Copy the lines of the listing below word for word, starting at the line that contains "Reviewer check: make sure each instance of the man's nose" and ending at the final line of the listing.

BEGIN Records

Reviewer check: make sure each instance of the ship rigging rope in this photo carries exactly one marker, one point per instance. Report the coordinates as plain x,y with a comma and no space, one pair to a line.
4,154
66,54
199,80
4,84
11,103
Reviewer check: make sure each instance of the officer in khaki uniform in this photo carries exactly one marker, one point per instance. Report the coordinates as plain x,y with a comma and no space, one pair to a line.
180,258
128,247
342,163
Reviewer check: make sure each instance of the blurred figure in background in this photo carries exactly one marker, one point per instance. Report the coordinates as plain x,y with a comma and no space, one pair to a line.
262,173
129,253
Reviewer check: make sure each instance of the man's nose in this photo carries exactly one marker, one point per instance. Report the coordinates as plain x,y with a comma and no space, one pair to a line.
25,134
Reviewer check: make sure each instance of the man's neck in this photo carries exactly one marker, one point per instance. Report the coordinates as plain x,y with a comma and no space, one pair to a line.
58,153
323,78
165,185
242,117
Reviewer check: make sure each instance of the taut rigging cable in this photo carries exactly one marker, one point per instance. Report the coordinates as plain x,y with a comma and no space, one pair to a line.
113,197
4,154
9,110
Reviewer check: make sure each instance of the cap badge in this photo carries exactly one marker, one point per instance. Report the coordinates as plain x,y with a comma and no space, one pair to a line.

END Records

*Output of the exercise:*
Reviewer check: make sure each instance of the man's nose in this photo carries exactly one marker, one point per instance. Report the coordinates as plain x,y with a comma and no space, one pair to a line.
25,134
Reviewer check: make sure each instance of the man's neck in this photo carries exactly one marker, one point per instance. Report the coordinates as plain x,y with a comma and no space, one pair to a line.
58,153
323,78
165,185
242,117
Reviewer check: make sure each instance of the taut rigging cable in this photo carries exactly one marker, one point per instance. Report the coordinates as plain x,y with a comma and no space, one pair to a line.
113,197
4,154
9,110
Reviewer check: make sure each instance of the cap badge in this photo carries exactly one marker, one point per instance. Report the coordinates as plain x,y with a comma and no space, one pair to a line.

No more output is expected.